(Collected data)
Start of Block
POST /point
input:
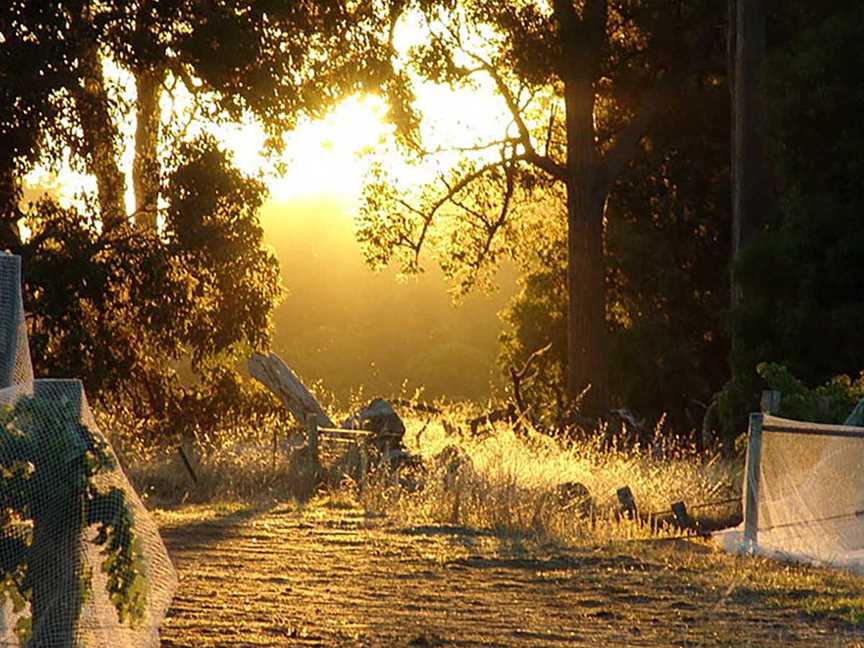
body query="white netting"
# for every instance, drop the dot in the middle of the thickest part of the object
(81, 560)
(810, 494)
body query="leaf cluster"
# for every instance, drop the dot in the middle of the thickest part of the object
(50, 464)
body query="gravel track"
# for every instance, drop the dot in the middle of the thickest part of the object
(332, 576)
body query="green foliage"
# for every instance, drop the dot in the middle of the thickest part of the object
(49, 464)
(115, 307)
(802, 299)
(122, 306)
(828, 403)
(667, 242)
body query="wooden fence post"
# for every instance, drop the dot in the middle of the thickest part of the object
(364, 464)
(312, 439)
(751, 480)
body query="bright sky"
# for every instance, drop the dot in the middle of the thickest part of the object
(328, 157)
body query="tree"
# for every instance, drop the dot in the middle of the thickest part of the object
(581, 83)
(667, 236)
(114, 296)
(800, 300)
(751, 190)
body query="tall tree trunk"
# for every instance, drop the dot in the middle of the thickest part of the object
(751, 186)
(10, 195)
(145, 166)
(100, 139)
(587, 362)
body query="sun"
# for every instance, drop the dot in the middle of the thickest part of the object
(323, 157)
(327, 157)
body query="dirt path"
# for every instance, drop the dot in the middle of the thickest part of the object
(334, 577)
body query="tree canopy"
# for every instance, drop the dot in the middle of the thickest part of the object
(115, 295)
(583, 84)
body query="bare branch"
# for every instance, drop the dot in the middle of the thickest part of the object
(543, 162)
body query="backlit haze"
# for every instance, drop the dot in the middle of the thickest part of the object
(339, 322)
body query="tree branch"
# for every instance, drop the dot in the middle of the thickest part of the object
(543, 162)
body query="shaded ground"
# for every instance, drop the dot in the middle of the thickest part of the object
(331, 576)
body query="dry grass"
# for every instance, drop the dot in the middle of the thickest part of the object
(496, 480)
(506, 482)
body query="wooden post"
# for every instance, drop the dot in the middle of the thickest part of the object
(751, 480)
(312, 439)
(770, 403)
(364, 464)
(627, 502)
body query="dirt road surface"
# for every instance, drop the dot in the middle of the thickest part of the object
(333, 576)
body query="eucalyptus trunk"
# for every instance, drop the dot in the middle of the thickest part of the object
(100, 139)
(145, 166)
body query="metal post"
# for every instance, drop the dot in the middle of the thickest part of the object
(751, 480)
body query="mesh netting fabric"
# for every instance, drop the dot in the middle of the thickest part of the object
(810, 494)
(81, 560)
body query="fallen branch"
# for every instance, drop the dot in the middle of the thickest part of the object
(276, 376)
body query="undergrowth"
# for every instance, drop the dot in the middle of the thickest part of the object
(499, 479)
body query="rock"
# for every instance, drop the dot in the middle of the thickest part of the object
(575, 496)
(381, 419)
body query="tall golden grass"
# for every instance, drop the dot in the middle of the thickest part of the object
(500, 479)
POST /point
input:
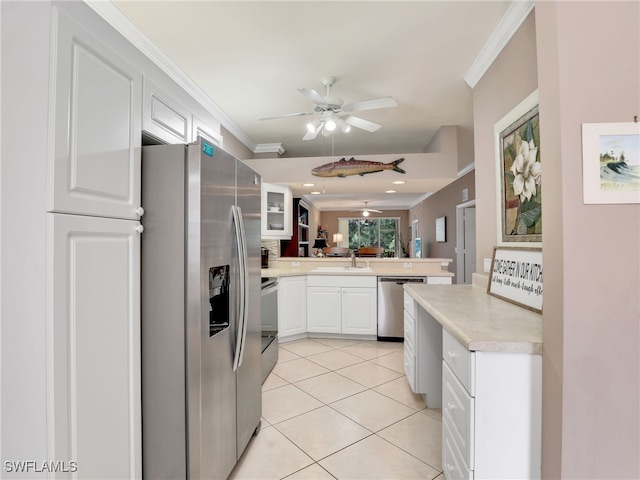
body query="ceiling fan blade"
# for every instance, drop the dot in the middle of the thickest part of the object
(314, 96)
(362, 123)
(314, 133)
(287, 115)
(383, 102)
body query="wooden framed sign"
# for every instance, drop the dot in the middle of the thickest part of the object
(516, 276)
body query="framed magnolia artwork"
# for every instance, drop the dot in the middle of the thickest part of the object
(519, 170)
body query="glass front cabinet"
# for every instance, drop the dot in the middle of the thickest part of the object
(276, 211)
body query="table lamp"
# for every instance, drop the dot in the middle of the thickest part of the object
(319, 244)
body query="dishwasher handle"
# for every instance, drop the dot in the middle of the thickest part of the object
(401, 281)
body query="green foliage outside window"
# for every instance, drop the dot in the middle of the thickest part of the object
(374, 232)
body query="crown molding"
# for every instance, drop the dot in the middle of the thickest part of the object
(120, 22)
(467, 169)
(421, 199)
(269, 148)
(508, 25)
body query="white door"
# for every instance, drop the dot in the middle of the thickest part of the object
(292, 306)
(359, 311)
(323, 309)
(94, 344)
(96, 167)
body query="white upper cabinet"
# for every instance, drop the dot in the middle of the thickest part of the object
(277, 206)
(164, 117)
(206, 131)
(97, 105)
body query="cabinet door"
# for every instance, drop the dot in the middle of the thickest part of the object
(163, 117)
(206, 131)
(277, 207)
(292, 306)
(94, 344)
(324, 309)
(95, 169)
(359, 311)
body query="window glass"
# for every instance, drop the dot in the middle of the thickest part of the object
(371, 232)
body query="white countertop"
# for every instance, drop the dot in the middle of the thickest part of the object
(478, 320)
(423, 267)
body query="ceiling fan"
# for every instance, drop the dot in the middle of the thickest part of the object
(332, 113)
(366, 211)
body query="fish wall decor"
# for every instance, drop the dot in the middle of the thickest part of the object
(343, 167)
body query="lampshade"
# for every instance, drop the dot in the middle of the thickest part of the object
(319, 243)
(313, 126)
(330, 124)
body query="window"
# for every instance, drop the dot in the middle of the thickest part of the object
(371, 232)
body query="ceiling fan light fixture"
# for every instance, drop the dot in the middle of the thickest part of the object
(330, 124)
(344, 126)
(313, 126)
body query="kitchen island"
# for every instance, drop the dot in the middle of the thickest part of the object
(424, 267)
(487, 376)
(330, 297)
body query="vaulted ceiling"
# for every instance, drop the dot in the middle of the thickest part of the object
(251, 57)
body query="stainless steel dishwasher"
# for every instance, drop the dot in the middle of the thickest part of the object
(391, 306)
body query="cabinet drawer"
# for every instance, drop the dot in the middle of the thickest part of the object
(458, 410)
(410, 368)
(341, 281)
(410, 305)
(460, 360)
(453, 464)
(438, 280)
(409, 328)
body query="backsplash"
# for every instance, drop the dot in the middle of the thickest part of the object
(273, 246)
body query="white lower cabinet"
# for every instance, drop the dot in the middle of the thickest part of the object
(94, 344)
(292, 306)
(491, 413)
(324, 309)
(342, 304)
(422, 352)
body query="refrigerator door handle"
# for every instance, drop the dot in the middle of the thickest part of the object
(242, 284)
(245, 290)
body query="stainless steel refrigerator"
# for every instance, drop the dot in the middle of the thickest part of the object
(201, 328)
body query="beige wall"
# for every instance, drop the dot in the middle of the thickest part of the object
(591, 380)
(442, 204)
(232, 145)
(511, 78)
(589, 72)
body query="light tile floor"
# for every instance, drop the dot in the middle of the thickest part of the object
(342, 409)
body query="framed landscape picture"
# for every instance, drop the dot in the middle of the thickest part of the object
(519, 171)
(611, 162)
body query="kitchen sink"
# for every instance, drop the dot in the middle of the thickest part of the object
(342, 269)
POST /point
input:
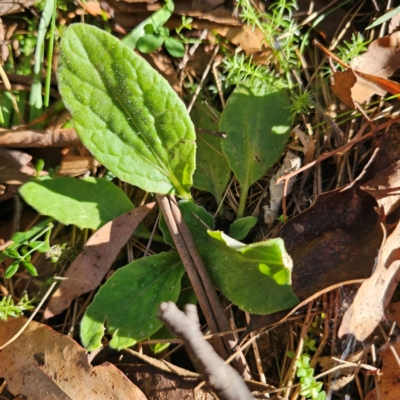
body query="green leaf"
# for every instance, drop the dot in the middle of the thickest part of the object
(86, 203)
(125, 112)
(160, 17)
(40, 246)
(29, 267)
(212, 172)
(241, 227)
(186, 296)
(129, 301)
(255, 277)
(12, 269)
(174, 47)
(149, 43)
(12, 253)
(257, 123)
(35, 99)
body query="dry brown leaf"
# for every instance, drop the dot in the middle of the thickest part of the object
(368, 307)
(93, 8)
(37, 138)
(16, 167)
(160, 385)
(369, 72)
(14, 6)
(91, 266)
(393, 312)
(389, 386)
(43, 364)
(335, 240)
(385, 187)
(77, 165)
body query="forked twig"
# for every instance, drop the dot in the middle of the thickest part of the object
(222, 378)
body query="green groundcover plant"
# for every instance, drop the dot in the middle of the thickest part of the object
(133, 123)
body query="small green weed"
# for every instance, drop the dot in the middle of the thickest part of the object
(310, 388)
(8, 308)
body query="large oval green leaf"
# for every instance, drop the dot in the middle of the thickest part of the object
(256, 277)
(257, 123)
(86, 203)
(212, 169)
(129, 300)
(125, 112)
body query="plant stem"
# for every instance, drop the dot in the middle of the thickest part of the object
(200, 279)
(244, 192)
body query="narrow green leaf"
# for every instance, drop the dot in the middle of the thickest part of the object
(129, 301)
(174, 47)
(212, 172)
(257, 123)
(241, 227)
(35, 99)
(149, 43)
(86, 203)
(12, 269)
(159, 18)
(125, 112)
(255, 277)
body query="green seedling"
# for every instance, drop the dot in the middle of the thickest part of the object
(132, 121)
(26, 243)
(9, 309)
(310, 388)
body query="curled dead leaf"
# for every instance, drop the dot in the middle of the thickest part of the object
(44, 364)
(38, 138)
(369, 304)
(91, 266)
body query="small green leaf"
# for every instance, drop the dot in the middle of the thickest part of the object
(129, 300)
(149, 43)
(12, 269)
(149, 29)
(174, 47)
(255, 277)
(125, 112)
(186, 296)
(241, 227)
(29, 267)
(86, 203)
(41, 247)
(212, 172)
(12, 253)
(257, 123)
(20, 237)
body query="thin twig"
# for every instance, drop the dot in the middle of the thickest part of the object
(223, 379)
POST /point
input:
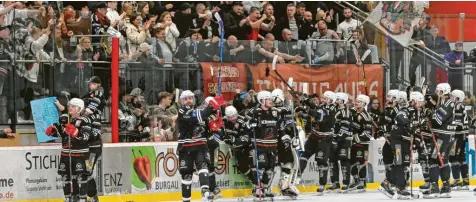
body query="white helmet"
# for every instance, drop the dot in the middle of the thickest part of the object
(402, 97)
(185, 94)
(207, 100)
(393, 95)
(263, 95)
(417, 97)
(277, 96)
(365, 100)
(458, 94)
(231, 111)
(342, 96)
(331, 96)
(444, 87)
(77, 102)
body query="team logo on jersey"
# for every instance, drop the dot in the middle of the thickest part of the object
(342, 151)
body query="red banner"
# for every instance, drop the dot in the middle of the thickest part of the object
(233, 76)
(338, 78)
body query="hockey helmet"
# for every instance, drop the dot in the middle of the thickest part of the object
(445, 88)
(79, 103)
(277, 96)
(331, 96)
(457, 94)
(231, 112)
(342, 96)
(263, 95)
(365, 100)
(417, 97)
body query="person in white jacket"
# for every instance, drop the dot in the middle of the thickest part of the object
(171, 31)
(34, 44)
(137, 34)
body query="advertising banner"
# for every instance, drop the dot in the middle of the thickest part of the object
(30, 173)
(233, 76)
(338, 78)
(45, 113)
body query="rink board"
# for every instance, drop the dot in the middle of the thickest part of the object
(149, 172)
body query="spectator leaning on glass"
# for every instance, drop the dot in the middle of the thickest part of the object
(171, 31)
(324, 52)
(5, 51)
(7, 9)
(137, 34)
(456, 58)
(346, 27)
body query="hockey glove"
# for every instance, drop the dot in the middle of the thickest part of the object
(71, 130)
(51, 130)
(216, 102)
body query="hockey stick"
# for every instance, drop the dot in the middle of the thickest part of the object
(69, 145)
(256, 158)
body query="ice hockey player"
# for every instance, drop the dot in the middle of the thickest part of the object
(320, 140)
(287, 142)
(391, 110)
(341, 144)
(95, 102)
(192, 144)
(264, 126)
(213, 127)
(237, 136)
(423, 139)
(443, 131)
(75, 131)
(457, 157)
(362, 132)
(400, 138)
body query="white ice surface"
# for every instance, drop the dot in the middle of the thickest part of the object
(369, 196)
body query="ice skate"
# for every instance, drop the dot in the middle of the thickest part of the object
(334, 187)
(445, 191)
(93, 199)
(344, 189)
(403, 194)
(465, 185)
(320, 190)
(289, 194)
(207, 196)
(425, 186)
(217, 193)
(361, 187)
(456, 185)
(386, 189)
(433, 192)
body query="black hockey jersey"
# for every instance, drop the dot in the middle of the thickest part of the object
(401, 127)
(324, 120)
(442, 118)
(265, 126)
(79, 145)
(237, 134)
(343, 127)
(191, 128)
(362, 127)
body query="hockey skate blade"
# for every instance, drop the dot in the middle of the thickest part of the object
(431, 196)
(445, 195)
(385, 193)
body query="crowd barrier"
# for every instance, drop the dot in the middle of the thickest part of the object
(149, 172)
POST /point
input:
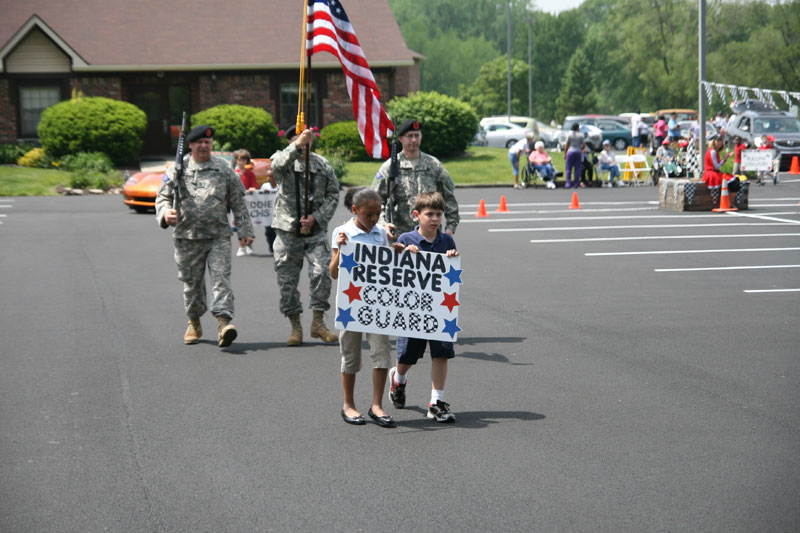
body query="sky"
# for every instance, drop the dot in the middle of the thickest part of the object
End of Block
In the entries above, which lines hold the word "jersey"? Copy them out.

body query="team logo on jersey"
body query="black hockey jersey"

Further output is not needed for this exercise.